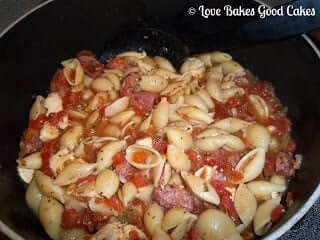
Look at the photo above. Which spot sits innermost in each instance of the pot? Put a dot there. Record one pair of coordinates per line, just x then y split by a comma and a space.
32, 48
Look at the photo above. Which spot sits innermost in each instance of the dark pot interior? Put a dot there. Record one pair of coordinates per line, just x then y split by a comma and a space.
32, 50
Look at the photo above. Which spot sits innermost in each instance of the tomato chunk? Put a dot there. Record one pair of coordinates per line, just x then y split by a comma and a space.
138, 180
115, 203
60, 84
277, 213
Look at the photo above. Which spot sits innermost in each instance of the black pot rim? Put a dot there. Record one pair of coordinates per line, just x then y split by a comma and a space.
272, 236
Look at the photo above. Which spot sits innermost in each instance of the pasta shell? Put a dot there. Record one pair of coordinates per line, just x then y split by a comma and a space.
264, 189
196, 101
37, 108
212, 132
122, 118
204, 95
49, 132
145, 125
179, 138
220, 57
25, 174
107, 183
153, 83
160, 115
196, 114
33, 197
175, 217
231, 67
159, 234
251, 165
117, 106
214, 224
177, 159
153, 157
231, 125
258, 107
164, 63
227, 141
71, 137
201, 188
206, 172
262, 219
144, 193
50, 215
106, 153
53, 103
153, 218
74, 172
194, 65
245, 204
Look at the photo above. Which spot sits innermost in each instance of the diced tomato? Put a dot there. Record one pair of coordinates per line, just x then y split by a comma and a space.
289, 199
72, 99
138, 180
119, 63
277, 213
100, 127
85, 53
291, 147
226, 203
221, 111
72, 219
142, 102
234, 102
55, 118
90, 153
91, 66
118, 158
124, 169
159, 144
115, 203
48, 149
140, 156
85, 179
133, 235
192, 234
59, 84
30, 142
38, 122
197, 161
236, 176
129, 84
196, 131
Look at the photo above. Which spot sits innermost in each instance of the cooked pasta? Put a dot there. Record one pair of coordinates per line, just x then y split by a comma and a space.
134, 149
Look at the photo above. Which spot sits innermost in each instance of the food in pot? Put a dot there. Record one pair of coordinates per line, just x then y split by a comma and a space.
134, 149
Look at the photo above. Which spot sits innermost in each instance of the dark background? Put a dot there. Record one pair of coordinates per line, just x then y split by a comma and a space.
307, 228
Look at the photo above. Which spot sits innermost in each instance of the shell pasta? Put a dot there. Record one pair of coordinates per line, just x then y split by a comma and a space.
135, 149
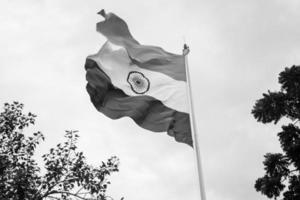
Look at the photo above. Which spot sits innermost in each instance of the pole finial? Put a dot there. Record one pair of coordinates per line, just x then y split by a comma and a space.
102, 13
186, 49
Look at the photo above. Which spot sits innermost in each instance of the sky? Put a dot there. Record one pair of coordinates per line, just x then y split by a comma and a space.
237, 48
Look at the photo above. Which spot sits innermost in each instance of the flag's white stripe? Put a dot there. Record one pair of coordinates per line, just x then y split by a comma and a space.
114, 61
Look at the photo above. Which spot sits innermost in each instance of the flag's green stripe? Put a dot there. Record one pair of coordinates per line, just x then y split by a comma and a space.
146, 111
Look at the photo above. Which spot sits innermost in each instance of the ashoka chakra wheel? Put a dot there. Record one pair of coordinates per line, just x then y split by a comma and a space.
138, 82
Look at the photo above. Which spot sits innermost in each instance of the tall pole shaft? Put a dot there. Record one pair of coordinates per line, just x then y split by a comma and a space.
193, 124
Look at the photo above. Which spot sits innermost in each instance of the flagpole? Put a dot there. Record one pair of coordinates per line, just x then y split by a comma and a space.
193, 124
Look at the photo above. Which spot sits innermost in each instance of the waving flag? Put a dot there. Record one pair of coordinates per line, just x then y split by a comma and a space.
143, 82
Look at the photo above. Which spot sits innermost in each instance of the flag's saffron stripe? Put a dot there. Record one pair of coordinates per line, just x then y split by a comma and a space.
148, 57
146, 111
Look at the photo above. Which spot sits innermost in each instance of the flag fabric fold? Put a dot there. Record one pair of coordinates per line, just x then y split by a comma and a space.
142, 82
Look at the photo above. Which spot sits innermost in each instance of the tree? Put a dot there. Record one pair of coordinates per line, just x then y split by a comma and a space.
282, 170
67, 175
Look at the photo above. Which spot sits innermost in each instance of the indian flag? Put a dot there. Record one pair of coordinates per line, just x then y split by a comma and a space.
143, 82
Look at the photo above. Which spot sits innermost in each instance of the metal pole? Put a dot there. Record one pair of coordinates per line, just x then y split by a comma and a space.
193, 123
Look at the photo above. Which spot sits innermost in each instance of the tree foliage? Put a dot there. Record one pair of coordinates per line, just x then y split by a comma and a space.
67, 175
282, 170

> [Directions]: Reproduce word for word every line from the one holding "of the tall" through the final line of the items, with both of those lines included.

> [Solution for this exercise]:
Look at the photo above. Which spot sits innermost in each instance of the tall pole shaft? Put a dot there. Record one pair of coordinates per line, just x then y split by a comma and a space.
193, 124
Look at the photo above. Which spot sits innermost in each instance of the flagpole? Put a dot there. Record one pair of coordinates per line, just x then y split by a comma and a space.
193, 124
Look at the photo above. Which spot sits innermost in each instance of the waving flag? Put a dot there. Record one pair of coordinates per line, just x then y split by a comma and a space.
143, 82
Look at the photo above. Which spot sits innermost in each instance of the flag's saffron stripe? Put a dot there. Record one pair of coordinates per line, just x then y split by a comma and a space.
148, 57
146, 111
Look at the photo above. Which spot sits innermost in each instance of the flag fabric fold? Put a dot there. Record one pair of coordinates per line, just x then y split by a comma and a space.
142, 82
Look at the photo above. Which spot sits innermost in each instance of the tree? Put a dot there. Record one pair of coordinates per line, just x then y split by a comma and a space.
282, 170
67, 175
Look at the photo above. Which spot sits innermost in each instance of the indian flag? Put a dot there. Record one pair of coordinates per line, just x then y split by a comma and a space.
143, 82
Look at the photo above. Which spot sits innermost in each instance of the metal pole? Put a dot there. Record one pair of coordinates per line, just x then y split by a comma and a space.
193, 123
Look at the photo above. Which spot sits innermost in each instance of the tree foliage? Put a dot there. Record one pair of coordinates per line, just x then y split by a comma and a space.
67, 175
282, 170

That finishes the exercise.